[What to work on]
What you return should match the records below exactly.

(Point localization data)
★ ★ ★ ★
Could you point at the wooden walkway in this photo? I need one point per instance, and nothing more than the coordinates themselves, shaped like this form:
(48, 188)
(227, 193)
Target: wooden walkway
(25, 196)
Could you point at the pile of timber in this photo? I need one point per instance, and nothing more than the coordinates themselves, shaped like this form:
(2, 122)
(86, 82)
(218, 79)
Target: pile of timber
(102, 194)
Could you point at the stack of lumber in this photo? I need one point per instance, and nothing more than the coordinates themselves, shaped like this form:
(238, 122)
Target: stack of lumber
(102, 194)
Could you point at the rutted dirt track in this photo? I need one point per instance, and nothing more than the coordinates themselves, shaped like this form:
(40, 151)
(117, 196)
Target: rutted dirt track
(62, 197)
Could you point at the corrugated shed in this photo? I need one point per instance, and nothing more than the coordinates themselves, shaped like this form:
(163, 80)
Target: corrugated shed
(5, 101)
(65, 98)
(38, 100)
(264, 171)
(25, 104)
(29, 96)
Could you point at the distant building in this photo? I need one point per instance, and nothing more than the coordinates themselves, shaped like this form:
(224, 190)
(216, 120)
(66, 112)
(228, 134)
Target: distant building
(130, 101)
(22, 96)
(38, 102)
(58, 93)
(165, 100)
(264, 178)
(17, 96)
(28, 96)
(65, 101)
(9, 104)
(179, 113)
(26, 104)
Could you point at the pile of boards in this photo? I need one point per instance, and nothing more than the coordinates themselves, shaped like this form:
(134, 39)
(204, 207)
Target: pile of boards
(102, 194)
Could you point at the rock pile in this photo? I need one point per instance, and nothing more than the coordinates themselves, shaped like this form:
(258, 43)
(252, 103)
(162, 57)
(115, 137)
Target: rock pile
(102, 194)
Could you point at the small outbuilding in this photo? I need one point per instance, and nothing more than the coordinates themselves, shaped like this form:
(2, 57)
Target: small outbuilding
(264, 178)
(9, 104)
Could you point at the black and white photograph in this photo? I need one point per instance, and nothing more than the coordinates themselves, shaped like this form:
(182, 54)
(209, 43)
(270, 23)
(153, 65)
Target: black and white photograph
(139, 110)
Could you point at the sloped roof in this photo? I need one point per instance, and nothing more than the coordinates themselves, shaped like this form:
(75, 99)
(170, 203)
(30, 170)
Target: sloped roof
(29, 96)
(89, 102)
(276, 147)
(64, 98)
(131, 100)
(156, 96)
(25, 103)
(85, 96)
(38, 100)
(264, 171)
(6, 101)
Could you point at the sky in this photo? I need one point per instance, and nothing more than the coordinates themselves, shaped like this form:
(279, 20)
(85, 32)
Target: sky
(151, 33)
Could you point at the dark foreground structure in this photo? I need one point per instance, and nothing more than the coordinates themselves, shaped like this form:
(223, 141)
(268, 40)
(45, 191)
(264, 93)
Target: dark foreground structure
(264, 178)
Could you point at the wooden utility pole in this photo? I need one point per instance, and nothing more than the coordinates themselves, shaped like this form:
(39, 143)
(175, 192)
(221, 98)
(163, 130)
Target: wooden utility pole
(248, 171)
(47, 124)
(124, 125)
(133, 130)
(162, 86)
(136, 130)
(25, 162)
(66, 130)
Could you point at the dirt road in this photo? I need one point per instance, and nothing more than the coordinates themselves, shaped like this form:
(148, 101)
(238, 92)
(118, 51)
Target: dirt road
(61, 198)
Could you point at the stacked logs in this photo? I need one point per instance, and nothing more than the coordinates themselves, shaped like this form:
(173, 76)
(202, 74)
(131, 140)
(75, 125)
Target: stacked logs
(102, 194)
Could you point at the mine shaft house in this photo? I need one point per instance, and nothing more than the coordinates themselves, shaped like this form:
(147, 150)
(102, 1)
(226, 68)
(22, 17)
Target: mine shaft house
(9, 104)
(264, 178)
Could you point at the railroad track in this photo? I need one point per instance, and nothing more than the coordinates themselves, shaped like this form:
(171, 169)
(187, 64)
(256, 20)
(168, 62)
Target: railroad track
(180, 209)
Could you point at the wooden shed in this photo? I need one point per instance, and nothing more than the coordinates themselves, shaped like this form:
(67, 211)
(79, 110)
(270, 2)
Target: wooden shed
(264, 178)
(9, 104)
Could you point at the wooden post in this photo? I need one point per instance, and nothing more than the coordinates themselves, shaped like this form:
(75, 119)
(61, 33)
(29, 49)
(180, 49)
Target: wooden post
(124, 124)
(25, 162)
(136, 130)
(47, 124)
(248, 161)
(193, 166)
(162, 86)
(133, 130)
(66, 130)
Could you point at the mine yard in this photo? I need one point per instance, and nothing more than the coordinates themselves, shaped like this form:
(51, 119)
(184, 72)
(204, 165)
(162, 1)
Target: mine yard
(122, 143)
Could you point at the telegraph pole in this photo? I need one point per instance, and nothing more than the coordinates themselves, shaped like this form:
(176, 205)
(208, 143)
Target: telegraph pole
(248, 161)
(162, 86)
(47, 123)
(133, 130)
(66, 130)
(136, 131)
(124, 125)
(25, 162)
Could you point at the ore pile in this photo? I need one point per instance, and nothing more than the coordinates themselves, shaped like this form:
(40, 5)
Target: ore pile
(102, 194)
★ ★ ★ ★
[Exercise result]
Could you point at the wooden walkway in this photo? I need one point per instance, and nothing more than the coordinates themselves, shaped like this form:
(48, 188)
(227, 193)
Target: wooden walkway
(25, 196)
Could you point at the pile of timber in this photo? I need one point per instance, and nothing more than the coordinates themselves, shaped like this form:
(2, 122)
(86, 82)
(218, 79)
Target: pile of timber
(102, 194)
Could you point at the stack of lumber in this photo? I need one point per instance, and nothing more than the coordinates themselves, shaped like this form:
(238, 122)
Target: stack of lumber
(102, 194)
Could you point at the rutted dirt track in this photo? I need one point per instance, and nothing more than the coordinates themselves, shaped like this form:
(40, 151)
(117, 196)
Target: rutted dirt track
(62, 197)
Could you point at the corrugated shed in this photo? I need one point per instance, and nothing more than the coordinates themselves, shaped like this form:
(163, 80)
Target: corrugated shed
(5, 101)
(65, 98)
(38, 100)
(264, 171)
(25, 104)
(29, 96)
Could you point at the distant building in this photo? I need one point per instance, and nothing more than the coordinates themselves, shaped like this form:
(224, 190)
(216, 120)
(66, 112)
(228, 134)
Target: distant building
(130, 101)
(22, 96)
(38, 102)
(58, 93)
(165, 100)
(264, 178)
(17, 96)
(28, 96)
(65, 101)
(9, 104)
(179, 113)
(26, 104)
Could you point at the pile of boards in this photo? I need one point per instance, and nothing more than the coordinates themselves, shaped like this form:
(134, 39)
(204, 207)
Target: pile of boards
(102, 194)
Could you point at the rock pile in this photo? I need one point per instance, and nothing more than the coordinates themselves, shaped like this form:
(258, 43)
(252, 103)
(162, 57)
(115, 137)
Target: rock pile
(102, 194)
Could you point at the small outbuilding in this photo? I need one point per instance, and nothing more than the coordinates themselves, shaped like this form:
(2, 57)
Target: small outbuilding
(264, 178)
(9, 104)
Could you point at the black and white photograph in this photo? I need one point per instance, and nothing more than the coordinates themselves, shaped like this form:
(182, 54)
(209, 43)
(270, 23)
(153, 65)
Target: black and white photograph
(139, 110)
Could you point at the sloped roof in this photo? I need one point per instance, and nothing more than the coordinates themselves, shaped like this form:
(75, 99)
(170, 203)
(30, 170)
Target: sloped roof
(29, 96)
(89, 102)
(276, 147)
(64, 98)
(131, 100)
(156, 96)
(25, 103)
(85, 96)
(38, 100)
(264, 171)
(6, 101)
Could you point at the sky in this photo? I need one point per instance, and nothing more than the coordinates themselves, shaped like this form:
(279, 20)
(85, 32)
Target: sky
(151, 33)
Could you point at the dark foreground structure in this photo? I need one point per instance, and nothing more than the coordinates themselves, shaped like this form:
(223, 141)
(268, 40)
(45, 191)
(264, 93)
Target: dark foreground structure
(264, 178)
Could you point at the wooden utility pole in this photo? I need one point per instance, and nothing more than the coordinates themselves, shaped like this form:
(39, 143)
(175, 192)
(221, 98)
(163, 130)
Target: wooden utility pole
(248, 171)
(47, 124)
(124, 125)
(133, 130)
(162, 86)
(136, 130)
(25, 162)
(66, 130)
Could you point at the dirt road in this photo? I need one point per instance, and nothing more than the coordinates themselves, shaped like this form:
(148, 101)
(238, 92)
(118, 51)
Target: dirt road
(61, 198)
Could you point at the stacked logs in this photo? I need one point per instance, and nothing more than the coordinates themselves, shaped like this form:
(173, 76)
(202, 74)
(131, 140)
(75, 125)
Target: stacked logs
(102, 194)
Could you point at the mine shaft house in this photo? I need one point per instance, and nothing more than the coordinates themselves, shaped like this form:
(147, 150)
(102, 1)
(226, 68)
(22, 17)
Target: mine shaft house
(9, 104)
(264, 178)
Could you point at the railroad track in this photo? I need one point per instance, and nothing more than the coordinates themselves, shaped like this form:
(171, 169)
(187, 64)
(256, 20)
(168, 62)
Target: railroad track
(180, 209)
Could you point at the wooden shed in this photo? I need one point per instance, and nothing more than the coordinates themselves, shaped like this form:
(67, 211)
(79, 110)
(270, 2)
Target: wooden shed
(264, 178)
(9, 104)
Could you point at the wooden post in this photo? I need one point per instance, and nothing more than the coordinates themselves, shaped like this form:
(75, 119)
(61, 33)
(29, 49)
(180, 49)
Target: wooden post
(124, 124)
(25, 162)
(136, 130)
(47, 124)
(248, 161)
(193, 166)
(162, 86)
(133, 130)
(66, 130)
Could you point at the mine yard in this photo? I need one point per instance, and nothing more than the coordinates themselves, shaped like this form:
(51, 119)
(184, 72)
(204, 165)
(162, 1)
Target: mine yard
(122, 143)
Could you point at the telegraph pole in this photo? I need one point per instance, and nothing more than the coordinates themselves, shaped like this form:
(176, 205)
(208, 143)
Target: telegraph pole
(248, 161)
(162, 86)
(47, 123)
(133, 130)
(66, 130)
(136, 131)
(124, 125)
(25, 162)
Could you point at the ore pile in this photo? I need one point per instance, and nothing more than the coordinates themselves, shaped like this form:
(40, 5)
Target: ore pile
(102, 194)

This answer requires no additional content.